━━ DATA FOR THIS EXERCISE ━━
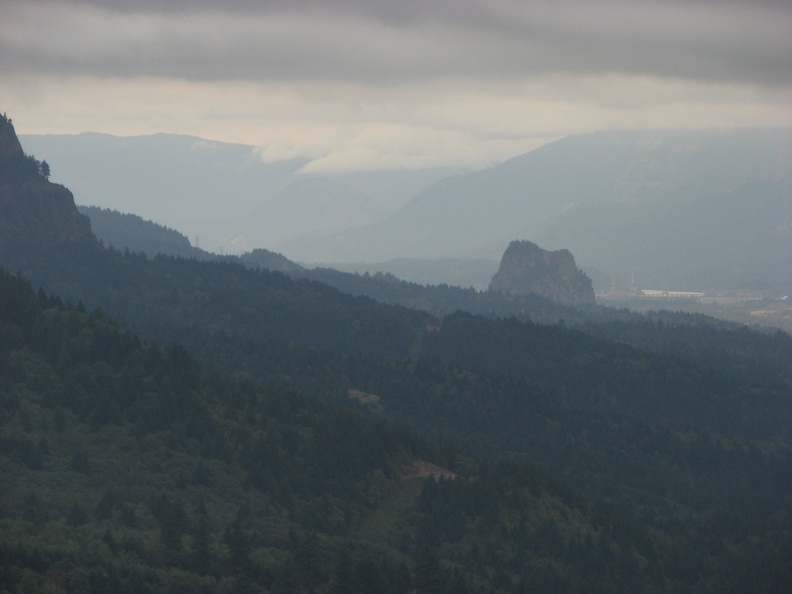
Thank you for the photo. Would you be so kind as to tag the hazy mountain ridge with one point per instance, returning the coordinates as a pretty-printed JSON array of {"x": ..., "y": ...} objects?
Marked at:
[
  {"x": 635, "y": 175},
  {"x": 661, "y": 449},
  {"x": 176, "y": 180}
]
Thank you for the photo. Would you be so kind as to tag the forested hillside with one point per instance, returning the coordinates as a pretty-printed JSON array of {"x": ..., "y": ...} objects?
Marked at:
[{"x": 277, "y": 445}]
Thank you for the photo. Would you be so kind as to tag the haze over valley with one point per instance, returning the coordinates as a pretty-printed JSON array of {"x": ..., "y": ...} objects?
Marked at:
[{"x": 355, "y": 297}]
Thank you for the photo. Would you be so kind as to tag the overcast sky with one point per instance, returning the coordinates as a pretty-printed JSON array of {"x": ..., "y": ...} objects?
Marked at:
[{"x": 371, "y": 84}]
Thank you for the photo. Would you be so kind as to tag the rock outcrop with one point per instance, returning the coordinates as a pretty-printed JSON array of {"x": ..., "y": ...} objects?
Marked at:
[
  {"x": 526, "y": 268},
  {"x": 34, "y": 212}
]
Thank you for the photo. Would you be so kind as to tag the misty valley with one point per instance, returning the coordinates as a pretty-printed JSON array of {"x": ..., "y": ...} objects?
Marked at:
[{"x": 516, "y": 380}]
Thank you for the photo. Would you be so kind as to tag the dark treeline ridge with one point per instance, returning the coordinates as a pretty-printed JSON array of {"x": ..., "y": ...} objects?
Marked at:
[{"x": 273, "y": 446}]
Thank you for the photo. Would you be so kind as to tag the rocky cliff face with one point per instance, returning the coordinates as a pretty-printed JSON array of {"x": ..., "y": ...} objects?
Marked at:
[
  {"x": 34, "y": 213},
  {"x": 527, "y": 268}
]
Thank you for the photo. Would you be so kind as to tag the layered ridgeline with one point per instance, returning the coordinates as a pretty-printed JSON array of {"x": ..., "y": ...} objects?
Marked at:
[
  {"x": 656, "y": 204},
  {"x": 660, "y": 452}
]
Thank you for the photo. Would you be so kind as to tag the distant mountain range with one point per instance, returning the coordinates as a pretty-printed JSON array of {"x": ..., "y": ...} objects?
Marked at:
[
  {"x": 274, "y": 445},
  {"x": 222, "y": 196},
  {"x": 695, "y": 210}
]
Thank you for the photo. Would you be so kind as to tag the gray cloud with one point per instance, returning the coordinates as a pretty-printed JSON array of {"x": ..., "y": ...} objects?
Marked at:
[{"x": 394, "y": 42}]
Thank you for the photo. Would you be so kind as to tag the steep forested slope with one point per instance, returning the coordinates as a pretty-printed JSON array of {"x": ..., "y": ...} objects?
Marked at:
[
  {"x": 126, "y": 469},
  {"x": 646, "y": 455}
]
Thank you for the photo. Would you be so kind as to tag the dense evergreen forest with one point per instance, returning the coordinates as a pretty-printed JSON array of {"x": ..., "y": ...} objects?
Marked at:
[{"x": 283, "y": 439}]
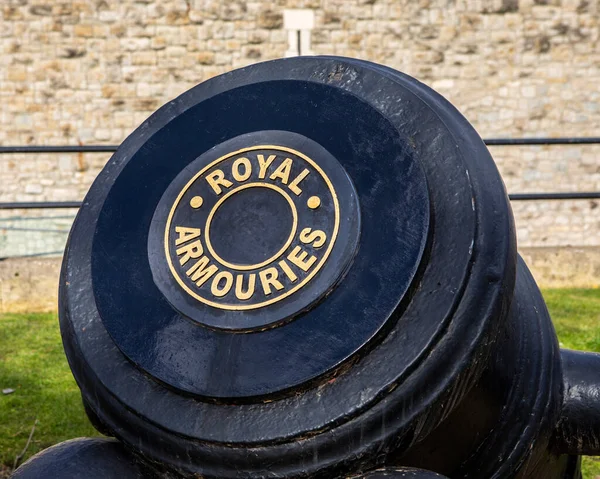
━━━
Every line of the listing that includes the word "valley" must be copied.

Thank you for the photo. Would you be so kind as to tag the haze over valley with one point per instance, returning the coordinates as a pretty-printed JSON array of {"x": ..., "y": ...} objects?
Thank you for the photo. Would you be so kind as to tag the misty valley with one point per instance, returning the coordinates as a pretty-printed JSON array of {"x": ..., "y": ...} objects?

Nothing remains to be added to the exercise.